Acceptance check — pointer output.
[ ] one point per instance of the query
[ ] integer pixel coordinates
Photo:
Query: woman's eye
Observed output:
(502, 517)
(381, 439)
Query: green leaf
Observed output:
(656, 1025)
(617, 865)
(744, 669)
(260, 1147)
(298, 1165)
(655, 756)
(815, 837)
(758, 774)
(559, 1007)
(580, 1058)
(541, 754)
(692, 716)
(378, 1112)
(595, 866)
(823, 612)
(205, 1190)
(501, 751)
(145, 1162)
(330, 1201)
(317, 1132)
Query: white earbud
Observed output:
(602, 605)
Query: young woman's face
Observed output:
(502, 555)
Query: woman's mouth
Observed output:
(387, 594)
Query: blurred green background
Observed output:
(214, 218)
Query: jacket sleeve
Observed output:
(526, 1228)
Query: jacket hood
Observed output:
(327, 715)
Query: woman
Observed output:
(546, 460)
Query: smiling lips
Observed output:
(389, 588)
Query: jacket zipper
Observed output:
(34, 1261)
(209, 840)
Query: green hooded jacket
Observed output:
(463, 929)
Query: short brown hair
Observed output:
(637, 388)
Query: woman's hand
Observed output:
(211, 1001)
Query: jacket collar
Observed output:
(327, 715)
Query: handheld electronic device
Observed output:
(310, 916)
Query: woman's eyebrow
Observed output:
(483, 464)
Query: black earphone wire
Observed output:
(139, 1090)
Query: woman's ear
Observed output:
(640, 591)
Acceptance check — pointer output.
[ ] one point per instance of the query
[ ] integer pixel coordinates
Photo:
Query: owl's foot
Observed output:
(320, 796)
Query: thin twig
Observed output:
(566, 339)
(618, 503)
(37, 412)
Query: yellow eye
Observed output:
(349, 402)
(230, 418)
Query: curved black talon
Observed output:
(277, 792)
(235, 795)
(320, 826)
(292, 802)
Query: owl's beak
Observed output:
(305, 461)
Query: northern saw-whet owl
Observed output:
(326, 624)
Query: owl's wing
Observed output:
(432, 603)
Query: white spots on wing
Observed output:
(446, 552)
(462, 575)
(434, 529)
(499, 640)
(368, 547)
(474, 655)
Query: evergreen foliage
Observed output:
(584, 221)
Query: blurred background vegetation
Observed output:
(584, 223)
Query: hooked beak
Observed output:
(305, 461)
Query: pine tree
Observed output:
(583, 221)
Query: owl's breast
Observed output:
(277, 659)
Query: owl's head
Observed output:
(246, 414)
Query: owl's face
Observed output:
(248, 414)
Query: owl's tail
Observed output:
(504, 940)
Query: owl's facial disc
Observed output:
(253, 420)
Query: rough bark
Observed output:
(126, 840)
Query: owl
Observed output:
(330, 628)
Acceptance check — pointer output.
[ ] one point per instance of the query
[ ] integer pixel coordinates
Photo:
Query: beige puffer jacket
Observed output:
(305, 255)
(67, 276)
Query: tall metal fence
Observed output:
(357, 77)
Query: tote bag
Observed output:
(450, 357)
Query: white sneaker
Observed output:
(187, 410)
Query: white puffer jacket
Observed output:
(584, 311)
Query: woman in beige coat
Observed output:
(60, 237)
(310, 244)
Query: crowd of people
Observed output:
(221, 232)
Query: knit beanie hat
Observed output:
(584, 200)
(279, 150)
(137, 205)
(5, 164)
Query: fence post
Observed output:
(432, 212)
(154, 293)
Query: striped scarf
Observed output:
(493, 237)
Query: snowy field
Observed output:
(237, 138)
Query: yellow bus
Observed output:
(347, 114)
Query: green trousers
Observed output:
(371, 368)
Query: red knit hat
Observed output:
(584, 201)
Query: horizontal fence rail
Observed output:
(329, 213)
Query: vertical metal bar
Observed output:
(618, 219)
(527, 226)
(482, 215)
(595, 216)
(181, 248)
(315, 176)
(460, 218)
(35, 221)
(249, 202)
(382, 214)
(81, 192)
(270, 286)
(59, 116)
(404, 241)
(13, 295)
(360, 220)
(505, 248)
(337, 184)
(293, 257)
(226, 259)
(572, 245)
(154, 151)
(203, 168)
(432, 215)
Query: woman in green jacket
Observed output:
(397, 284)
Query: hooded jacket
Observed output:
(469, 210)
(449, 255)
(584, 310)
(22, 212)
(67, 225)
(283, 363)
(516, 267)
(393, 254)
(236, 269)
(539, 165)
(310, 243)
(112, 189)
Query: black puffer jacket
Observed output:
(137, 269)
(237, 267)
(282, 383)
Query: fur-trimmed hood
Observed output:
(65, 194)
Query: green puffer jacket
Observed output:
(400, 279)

GOAL OF THE EXERCISE:
Reproduce the material above without altering a single character.

TASK OUTPUT:
Acceptance check — pointer output.
[ ] one point per instance of the query
[ ] integer pixel coordinates
Photo:
Query: woman's eye
Observed output:
(502, 517)
(381, 439)
Query: green leaf
Observed output:
(656, 1025)
(617, 865)
(744, 669)
(260, 1147)
(298, 1165)
(655, 756)
(815, 837)
(758, 774)
(559, 1007)
(580, 1058)
(541, 754)
(692, 716)
(378, 1112)
(595, 866)
(823, 612)
(205, 1190)
(501, 751)
(145, 1162)
(330, 1201)
(317, 1132)
Query: white earbud
Observed output:
(602, 605)
Query: young woman's face
Observed output:
(502, 555)
Query: woman's mouth
Observed output:
(387, 594)
Query: blurred green background
Observed output:
(214, 218)
Query: jacket sleeve
Observed output:
(526, 1228)
Query: jacket hood
Observed output:
(327, 715)
Query: woman
Observed output:
(546, 460)
Query: smiling lips
Observed output:
(389, 588)
Query: jacket zipper
Observed output:
(34, 1261)
(209, 840)
Query: green hooded jacket
Observed output:
(463, 929)
Query: short brown hair
Observed output:
(637, 388)
Query: woman's hand
Observed output:
(211, 1001)
Query: jacket collar
Observed output:
(327, 715)
Query: handheld electronic device
Observed output:
(310, 916)
Query: woman's eyebrow
Observed output:
(483, 464)
Query: black earphone wire
Observed output:
(139, 1090)
Query: woman's ear
Observed output:
(640, 591)
Acceptance check — pointer output.
[ ] one point per instance of the query
[ ] integer pixel coordinates
Photo:
Query: owl's foot
Observed output:
(320, 796)
Query: thin twig
Observed output:
(566, 339)
(618, 503)
(37, 412)
Query: yellow eye
Observed output:
(349, 402)
(230, 418)
Query: curved black talon
Observed output:
(277, 792)
(235, 795)
(320, 826)
(292, 802)
Query: owl's beak
Observed output:
(305, 461)
Query: northern saw-whet owl
Observed output:
(326, 624)
Query: owl's wing
Observed output:
(432, 603)
Query: white spots on wing
Observed output:
(446, 552)
(462, 575)
(434, 529)
(499, 640)
(368, 547)
(474, 655)
Query: evergreen foliage
Observed output:
(584, 221)
Query: blurred background vegetation
Observed output:
(584, 223)
Query: hooked beak
Observed output:
(305, 461)
Query: pine tree
Observed output:
(583, 221)
Query: owl's breast
Observed output:
(277, 659)
Query: owl's head
Observed output:
(246, 414)
Query: owl's face
Observed output:
(248, 414)
Query: owl's tail
Observed output:
(504, 940)
Query: owl's facial disc
Observed output:
(253, 420)
Query: rough bark
Observed output:
(126, 840)
Query: owl
Observed output:
(330, 628)
Acceptance check — pointer output.
[ ] one point per instance of the query
[ ] integer pixel coordinates
Photo:
Query: beige puffer jacket
Observed output:
(305, 255)
(67, 276)
Query: tall metal fence
Observed output:
(357, 77)
Query: tote bag
Observed output:
(450, 357)
Query: white sneaker
Observed output:
(187, 410)
Query: white puffer jacket
Observed output:
(584, 311)
Query: woman in beige coat
Observed output:
(60, 237)
(310, 244)
Query: crowd of people
Observed output:
(221, 232)
Query: knit beanie hat
Observed output:
(584, 200)
(279, 150)
(137, 205)
(5, 164)
Query: fence post
Observed output:
(432, 212)
(154, 293)
Query: striped scarf
Observed output:
(493, 237)
Query: snowy field
Observed output:
(237, 138)
Query: yellow bus
Observed output:
(347, 114)
Query: green trousers
Observed output:
(371, 368)
Query: red knit hat
Observed output:
(584, 201)
Query: horizontal fence rail
Observed output:
(329, 213)
Query: vertical metal bar
Observed output:
(618, 219)
(527, 226)
(482, 215)
(595, 216)
(181, 248)
(315, 176)
(460, 218)
(35, 221)
(249, 202)
(382, 214)
(81, 192)
(270, 286)
(59, 116)
(404, 241)
(13, 295)
(360, 220)
(505, 248)
(337, 184)
(293, 257)
(226, 259)
(572, 245)
(154, 151)
(203, 168)
(432, 215)
Query: woman in green jacket
Observed output:
(397, 284)
Query: hooded jacket
Observed output:
(469, 210)
(449, 255)
(584, 310)
(22, 212)
(67, 225)
(283, 363)
(516, 267)
(393, 254)
(236, 269)
(539, 165)
(310, 243)
(112, 189)
Query: black puffer jacket
Observed output:
(137, 269)
(237, 267)
(282, 383)
Query: fur-trimmed hood
Observed output:
(65, 194)
Query: green puffer jacket
Observed output:
(400, 279)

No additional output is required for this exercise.